▶ ENTRIES PROVIDED
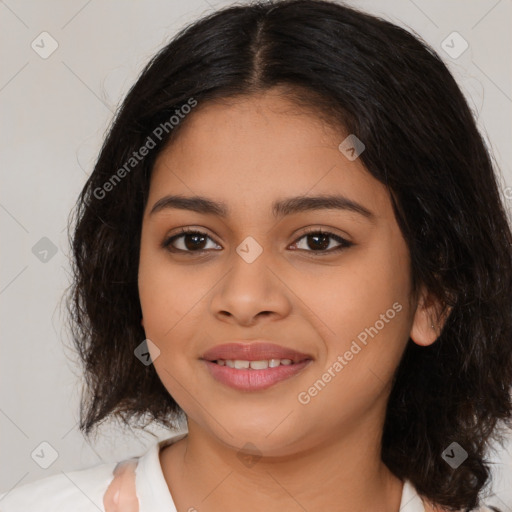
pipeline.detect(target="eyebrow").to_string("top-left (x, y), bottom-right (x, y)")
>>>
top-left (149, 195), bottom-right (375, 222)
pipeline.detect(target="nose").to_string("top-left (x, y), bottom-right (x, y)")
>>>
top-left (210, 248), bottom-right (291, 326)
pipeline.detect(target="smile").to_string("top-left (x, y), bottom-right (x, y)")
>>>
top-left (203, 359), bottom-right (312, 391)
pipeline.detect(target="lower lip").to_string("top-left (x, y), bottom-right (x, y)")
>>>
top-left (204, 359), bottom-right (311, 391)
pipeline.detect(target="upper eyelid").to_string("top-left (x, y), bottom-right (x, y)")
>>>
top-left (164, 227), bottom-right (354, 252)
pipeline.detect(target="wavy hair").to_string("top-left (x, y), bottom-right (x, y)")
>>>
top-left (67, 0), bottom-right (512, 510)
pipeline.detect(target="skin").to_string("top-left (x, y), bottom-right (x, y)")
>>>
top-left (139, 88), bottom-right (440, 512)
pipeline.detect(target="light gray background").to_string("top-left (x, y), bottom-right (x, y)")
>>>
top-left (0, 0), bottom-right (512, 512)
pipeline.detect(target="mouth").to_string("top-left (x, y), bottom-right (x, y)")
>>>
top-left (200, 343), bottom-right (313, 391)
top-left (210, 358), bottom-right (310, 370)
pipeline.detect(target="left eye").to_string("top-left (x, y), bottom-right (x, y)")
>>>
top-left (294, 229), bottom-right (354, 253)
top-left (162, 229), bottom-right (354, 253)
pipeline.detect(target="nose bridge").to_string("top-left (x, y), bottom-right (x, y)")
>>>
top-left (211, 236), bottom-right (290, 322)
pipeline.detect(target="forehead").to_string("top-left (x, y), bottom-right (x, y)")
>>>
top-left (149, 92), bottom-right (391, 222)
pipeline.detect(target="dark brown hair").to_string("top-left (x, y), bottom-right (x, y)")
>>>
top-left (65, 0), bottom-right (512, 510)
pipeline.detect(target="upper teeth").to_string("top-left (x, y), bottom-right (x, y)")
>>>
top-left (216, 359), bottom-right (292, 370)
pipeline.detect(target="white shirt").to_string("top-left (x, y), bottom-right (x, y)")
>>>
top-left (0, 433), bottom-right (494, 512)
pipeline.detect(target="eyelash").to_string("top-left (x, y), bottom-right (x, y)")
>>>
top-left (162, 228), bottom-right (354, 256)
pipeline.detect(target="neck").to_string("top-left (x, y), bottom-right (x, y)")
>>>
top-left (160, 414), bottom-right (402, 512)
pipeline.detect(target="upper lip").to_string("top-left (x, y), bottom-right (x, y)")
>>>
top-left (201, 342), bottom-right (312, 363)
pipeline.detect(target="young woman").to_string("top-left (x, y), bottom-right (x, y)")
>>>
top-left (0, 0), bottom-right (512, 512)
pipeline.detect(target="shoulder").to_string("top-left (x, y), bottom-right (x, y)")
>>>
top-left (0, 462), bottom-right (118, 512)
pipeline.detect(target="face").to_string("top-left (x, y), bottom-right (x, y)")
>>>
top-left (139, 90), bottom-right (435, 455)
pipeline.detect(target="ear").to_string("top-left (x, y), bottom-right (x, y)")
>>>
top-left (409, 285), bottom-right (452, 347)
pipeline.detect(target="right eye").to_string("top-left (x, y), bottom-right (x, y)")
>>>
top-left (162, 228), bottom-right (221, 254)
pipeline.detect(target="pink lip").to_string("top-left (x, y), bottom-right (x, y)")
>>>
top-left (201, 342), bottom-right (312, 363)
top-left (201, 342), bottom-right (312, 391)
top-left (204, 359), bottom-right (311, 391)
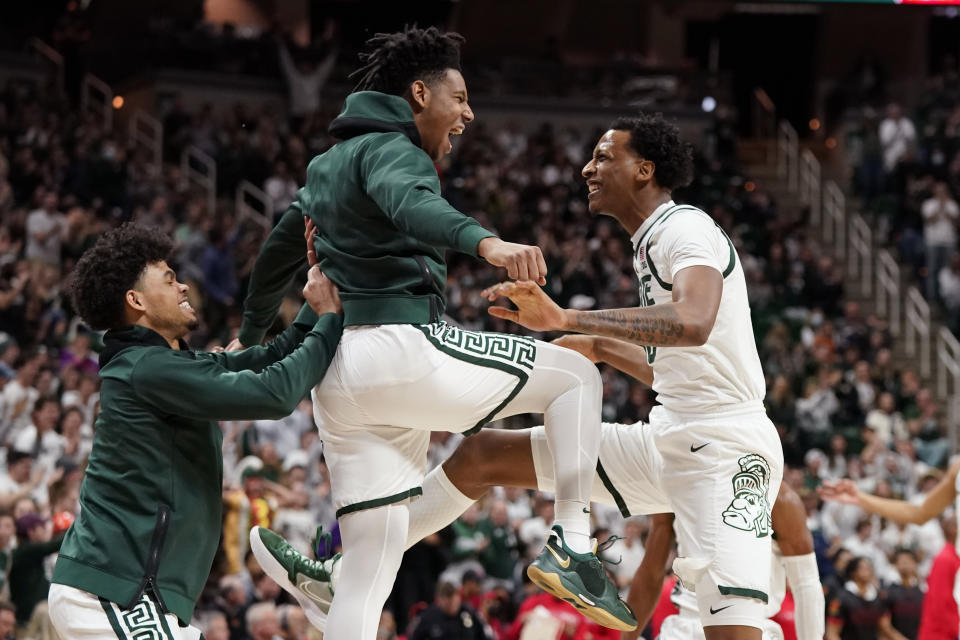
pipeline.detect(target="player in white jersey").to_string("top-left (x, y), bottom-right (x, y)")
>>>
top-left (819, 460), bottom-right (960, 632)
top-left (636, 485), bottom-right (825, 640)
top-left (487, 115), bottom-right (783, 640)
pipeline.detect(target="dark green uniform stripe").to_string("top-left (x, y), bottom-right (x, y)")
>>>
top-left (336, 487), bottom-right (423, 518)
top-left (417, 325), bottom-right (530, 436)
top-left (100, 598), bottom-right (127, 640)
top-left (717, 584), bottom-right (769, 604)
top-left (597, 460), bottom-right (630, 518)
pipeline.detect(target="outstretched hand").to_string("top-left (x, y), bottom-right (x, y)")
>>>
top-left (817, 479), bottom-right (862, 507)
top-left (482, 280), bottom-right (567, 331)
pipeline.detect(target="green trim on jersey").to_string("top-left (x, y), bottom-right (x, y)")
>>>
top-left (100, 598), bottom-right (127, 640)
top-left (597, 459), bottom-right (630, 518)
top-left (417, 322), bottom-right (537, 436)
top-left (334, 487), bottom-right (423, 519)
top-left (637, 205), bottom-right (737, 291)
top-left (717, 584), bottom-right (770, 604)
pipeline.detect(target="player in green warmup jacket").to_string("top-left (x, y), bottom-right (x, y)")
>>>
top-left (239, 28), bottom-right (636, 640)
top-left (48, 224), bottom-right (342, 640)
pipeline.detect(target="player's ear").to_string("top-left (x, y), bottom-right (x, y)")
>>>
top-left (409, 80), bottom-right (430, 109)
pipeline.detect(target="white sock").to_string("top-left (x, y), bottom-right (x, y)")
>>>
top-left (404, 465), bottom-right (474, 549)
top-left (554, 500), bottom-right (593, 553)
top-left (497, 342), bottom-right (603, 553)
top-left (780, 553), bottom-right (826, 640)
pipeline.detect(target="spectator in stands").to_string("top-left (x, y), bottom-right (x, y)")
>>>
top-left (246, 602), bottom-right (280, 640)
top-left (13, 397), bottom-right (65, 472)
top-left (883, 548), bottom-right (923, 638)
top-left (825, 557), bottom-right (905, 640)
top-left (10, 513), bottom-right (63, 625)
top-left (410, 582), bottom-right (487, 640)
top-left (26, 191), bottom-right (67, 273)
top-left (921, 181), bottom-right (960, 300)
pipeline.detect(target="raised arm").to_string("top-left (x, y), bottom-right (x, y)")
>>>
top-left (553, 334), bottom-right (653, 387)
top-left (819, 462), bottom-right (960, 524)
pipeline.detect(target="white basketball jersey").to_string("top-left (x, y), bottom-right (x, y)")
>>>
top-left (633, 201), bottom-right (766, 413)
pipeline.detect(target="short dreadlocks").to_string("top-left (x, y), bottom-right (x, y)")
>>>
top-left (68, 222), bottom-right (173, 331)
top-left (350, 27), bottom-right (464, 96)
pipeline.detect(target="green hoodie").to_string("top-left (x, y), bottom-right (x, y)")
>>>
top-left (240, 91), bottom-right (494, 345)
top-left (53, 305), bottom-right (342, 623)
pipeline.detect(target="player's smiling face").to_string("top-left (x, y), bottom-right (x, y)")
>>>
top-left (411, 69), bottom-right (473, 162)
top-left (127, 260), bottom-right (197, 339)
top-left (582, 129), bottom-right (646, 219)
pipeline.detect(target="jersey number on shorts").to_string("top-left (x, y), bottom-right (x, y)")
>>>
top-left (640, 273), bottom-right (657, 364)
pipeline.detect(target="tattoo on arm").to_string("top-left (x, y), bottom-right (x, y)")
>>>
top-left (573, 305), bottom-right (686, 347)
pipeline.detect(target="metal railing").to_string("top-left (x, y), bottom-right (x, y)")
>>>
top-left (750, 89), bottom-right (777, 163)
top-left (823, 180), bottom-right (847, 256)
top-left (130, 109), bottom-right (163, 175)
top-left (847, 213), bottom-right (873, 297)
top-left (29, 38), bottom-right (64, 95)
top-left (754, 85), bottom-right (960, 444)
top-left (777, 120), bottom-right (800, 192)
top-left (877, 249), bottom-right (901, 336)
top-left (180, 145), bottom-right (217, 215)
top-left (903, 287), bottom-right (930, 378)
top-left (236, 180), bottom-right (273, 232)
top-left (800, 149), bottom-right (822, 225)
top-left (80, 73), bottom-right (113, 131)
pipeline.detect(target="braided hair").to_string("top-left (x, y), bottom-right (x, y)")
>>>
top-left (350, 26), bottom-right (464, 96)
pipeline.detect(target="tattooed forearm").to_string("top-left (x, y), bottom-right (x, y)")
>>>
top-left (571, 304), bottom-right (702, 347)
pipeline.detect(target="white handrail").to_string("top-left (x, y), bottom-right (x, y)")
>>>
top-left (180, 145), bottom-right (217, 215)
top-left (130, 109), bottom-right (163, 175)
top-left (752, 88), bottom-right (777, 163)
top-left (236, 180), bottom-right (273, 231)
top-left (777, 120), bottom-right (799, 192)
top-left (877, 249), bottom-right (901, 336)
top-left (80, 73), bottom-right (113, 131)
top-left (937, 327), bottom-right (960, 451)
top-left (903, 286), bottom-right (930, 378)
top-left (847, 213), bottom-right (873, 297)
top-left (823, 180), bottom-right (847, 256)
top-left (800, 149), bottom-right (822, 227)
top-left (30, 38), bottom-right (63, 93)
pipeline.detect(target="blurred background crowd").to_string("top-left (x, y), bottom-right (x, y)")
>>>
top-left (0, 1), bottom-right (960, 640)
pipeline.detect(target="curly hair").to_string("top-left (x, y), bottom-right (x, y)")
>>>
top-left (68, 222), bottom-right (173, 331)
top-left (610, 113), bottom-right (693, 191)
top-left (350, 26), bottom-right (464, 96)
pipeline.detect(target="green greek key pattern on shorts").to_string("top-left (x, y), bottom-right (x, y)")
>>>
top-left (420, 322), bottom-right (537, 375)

...

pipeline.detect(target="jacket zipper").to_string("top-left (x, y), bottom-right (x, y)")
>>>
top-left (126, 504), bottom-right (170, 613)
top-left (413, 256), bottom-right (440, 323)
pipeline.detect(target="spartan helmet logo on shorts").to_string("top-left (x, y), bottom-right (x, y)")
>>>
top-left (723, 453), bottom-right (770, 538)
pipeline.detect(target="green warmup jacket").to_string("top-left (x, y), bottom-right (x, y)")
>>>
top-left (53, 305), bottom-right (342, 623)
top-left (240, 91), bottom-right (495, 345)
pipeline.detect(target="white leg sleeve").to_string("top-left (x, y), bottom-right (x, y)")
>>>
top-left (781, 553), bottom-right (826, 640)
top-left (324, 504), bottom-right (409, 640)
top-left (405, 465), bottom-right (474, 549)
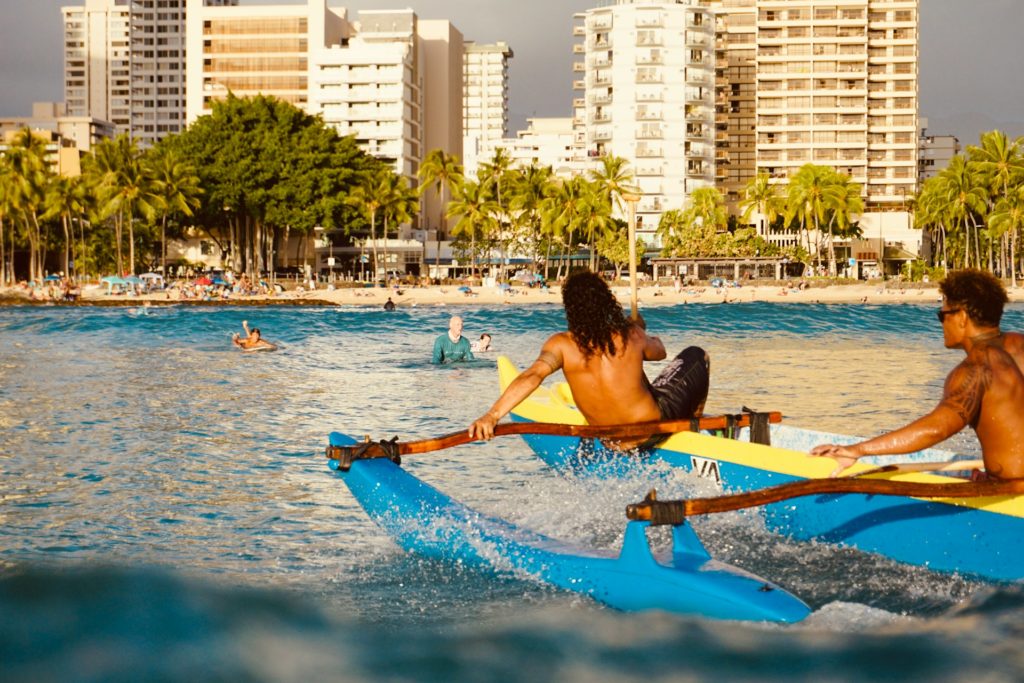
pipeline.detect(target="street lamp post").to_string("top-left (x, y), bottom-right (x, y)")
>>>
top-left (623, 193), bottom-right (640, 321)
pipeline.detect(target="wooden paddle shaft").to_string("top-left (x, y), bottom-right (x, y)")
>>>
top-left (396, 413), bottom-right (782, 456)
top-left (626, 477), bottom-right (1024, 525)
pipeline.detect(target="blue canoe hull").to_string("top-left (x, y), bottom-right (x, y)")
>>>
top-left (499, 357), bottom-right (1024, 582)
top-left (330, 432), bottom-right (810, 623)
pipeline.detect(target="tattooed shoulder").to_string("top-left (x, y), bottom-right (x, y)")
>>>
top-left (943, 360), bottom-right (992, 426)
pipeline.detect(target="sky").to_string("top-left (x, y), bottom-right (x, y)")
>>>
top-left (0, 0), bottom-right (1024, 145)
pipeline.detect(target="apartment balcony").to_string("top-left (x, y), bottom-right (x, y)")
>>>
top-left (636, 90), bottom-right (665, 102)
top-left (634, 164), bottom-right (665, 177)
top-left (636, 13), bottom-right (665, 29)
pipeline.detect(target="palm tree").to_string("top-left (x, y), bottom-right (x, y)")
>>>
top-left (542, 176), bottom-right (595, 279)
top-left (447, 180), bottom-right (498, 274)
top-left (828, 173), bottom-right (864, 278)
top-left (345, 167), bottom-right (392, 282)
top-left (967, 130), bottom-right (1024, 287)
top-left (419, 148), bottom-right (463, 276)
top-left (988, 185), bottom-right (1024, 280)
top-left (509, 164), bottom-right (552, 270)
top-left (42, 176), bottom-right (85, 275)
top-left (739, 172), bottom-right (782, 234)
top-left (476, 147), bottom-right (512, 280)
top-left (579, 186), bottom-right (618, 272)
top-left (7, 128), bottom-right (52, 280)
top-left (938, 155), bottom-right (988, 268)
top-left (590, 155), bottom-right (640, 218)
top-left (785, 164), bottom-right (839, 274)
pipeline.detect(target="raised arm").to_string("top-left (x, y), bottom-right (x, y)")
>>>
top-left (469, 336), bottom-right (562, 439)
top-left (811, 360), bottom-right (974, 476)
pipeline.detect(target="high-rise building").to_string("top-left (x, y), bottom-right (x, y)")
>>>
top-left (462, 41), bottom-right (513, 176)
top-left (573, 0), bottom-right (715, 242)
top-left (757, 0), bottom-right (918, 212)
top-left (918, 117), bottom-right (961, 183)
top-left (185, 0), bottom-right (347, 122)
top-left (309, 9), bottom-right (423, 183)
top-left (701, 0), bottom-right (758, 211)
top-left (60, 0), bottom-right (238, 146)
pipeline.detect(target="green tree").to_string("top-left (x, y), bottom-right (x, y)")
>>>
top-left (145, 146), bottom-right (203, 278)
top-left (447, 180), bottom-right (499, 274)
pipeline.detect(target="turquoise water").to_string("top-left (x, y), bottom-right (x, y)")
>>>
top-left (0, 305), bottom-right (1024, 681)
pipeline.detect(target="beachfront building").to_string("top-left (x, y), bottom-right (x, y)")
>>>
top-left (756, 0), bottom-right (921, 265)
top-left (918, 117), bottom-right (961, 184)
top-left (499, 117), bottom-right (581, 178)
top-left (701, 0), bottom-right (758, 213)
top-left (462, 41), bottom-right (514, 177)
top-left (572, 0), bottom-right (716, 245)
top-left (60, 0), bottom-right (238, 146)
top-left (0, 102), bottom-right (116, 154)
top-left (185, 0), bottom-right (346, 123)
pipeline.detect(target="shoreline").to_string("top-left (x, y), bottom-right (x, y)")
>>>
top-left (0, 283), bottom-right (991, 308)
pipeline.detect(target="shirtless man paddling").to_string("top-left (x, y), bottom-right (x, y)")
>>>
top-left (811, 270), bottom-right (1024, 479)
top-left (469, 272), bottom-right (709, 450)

--

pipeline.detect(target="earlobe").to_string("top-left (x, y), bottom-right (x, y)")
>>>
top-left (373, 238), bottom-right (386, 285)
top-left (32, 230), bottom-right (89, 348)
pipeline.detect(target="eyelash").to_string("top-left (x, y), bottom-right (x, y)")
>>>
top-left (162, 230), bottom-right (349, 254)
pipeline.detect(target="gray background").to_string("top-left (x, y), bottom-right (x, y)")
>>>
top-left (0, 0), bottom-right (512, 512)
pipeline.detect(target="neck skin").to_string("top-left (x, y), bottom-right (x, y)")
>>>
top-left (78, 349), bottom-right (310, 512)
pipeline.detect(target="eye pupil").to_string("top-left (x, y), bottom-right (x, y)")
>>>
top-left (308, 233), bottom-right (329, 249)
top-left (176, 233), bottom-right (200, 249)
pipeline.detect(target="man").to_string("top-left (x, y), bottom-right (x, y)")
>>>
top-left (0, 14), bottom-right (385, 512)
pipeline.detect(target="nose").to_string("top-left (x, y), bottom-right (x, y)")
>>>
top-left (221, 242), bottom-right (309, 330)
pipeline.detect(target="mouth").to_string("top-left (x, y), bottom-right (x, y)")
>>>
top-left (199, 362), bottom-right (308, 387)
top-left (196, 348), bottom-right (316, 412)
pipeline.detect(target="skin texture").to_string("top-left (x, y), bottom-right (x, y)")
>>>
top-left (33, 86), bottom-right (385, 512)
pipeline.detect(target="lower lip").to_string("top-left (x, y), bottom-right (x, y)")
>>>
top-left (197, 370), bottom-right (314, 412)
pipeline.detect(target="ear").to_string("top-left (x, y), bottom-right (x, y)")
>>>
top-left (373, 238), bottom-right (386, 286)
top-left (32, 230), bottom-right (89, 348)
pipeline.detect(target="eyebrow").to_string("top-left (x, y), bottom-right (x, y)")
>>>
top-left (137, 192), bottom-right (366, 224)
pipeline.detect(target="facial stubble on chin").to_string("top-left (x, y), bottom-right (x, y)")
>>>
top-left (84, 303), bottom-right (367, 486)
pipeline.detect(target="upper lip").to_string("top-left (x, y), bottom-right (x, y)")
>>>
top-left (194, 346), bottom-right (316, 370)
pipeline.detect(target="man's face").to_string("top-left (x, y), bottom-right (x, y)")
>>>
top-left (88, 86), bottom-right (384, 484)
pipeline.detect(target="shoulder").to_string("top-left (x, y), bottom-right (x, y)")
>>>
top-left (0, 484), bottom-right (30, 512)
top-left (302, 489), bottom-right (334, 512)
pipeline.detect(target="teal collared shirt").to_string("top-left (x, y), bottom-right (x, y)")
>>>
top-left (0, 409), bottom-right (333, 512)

▶ WRITTEN INSTRUCTION
Pull out every line of the listing above that contains the word "gray", and copy each one unchanged. Case counts.

▶ OUTPUT BELOW
pipeline.detect(target="light gray background").to_string("top-left (x, y), bottom-right (x, y)")
pipeline.detect(target="gray background").to_string("top-left (x, y), bottom-right (x, y)")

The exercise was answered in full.